• Problem to solve: Copy the records below exactly.

═════ Dataset entries

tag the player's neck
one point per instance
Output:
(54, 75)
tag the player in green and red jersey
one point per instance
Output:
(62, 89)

══════════

• Task answer:
tag the player's neck
one point per instance
Output:
(54, 75)
tag the player in green and red jersey
one point per instance
Output:
(62, 89)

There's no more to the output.